### RECORD EXTRACTS
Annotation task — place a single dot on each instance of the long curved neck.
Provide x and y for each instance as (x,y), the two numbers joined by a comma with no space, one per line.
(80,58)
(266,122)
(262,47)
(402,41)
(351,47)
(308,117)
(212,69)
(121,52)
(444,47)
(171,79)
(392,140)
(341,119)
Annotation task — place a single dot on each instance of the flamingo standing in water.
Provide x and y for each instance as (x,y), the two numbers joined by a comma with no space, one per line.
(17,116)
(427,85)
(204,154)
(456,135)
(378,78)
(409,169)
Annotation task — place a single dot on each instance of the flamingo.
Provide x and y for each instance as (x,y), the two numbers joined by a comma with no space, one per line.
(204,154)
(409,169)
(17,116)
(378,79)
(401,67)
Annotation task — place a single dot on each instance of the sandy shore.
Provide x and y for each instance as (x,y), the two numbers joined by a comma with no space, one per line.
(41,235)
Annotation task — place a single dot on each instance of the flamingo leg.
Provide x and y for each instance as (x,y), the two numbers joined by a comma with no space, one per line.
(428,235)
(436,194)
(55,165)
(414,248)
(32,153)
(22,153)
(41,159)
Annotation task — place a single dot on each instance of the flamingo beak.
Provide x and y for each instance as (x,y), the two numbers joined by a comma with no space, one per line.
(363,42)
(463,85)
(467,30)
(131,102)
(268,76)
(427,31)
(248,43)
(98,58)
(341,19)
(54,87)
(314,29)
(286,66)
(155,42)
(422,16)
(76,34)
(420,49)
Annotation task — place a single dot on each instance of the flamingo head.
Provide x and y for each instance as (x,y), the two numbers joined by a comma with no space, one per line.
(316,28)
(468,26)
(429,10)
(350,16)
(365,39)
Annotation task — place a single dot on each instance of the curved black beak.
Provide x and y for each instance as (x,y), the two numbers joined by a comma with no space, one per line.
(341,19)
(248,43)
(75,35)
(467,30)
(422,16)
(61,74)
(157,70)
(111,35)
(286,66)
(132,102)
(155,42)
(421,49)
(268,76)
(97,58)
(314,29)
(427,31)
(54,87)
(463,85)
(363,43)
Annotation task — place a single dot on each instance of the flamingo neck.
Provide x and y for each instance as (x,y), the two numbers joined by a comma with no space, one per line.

### PROBLEM TO WORK ON
Copy out all the items above, replacing each occurrence of "dot" with "point" and keeping everything else the same.

### SOLUTION FOR THIS EXERCISE
Annotation task — place a single point on each instance of the long curved neck.
Provide x and y for each instance as (x,y), the two numbers joined by a comma with no space, one per line.
(80,58)
(266,122)
(262,47)
(402,41)
(351,47)
(308,117)
(212,69)
(121,52)
(444,47)
(171,79)
(392,140)
(341,119)
Annotation task — place a single point on each instance of the flamingo standing in water.
Provide x and y for each instance as (x,y), the two numbers joined by a comma with no space, one per line.
(17,116)
(427,85)
(204,154)
(456,135)
(378,78)
(409,169)
Annotation task — place a single point on each instance of the flamingo.
Provide x and y for each instance as (x,y), the two numbers joined by a comma with no space, one per line.
(204,154)
(409,169)
(17,116)
(378,79)
(401,67)
Annotation task — place a single point on each instance of the sandy shore.
Provide x and y for each instance as (x,y), the two numbers joined by a comma with no space, one per line.
(41,235)
Annotation task — place a single point on each instance of the flamingo leg.
Provide x and y for each instance as (x,y), the two numbers joined by a comma with no space, one per line.
(428,235)
(436,194)
(55,165)
(414,248)
(32,153)
(22,153)
(41,159)
Annotation task — place a single point on each instance of the flamingo beak.
Provide x and y for each instance as (x,y), the two numbers joined by a comma with no space, one per line.
(363,42)
(463,85)
(467,30)
(131,102)
(268,76)
(427,31)
(248,43)
(98,58)
(341,19)
(54,87)
(314,29)
(286,66)
(155,42)
(422,16)
(76,34)
(420,49)
Annotation task — place a single point on each instance of the flamingo head.
Provide x and y for each instance as (x,y), the two numbers joined by a comma with no space, one per line.
(316,28)
(468,26)
(429,10)
(350,16)
(365,39)
Annotation task — place a single point on each instance of the curved black beak.
Provide x and y for each instance as (x,y), the two numbers joined by a comma with no space, one per line.
(341,19)
(248,43)
(75,35)
(467,30)
(422,16)
(61,74)
(157,70)
(111,35)
(286,66)
(132,102)
(155,42)
(421,49)
(268,76)
(97,58)
(314,29)
(427,31)
(54,87)
(463,85)
(363,43)
Annotation task — place a single point on each instance of the flamingo neck.
Provide x and y for each instance as (x,y), the two numbers joined by a comma with no space, one per line.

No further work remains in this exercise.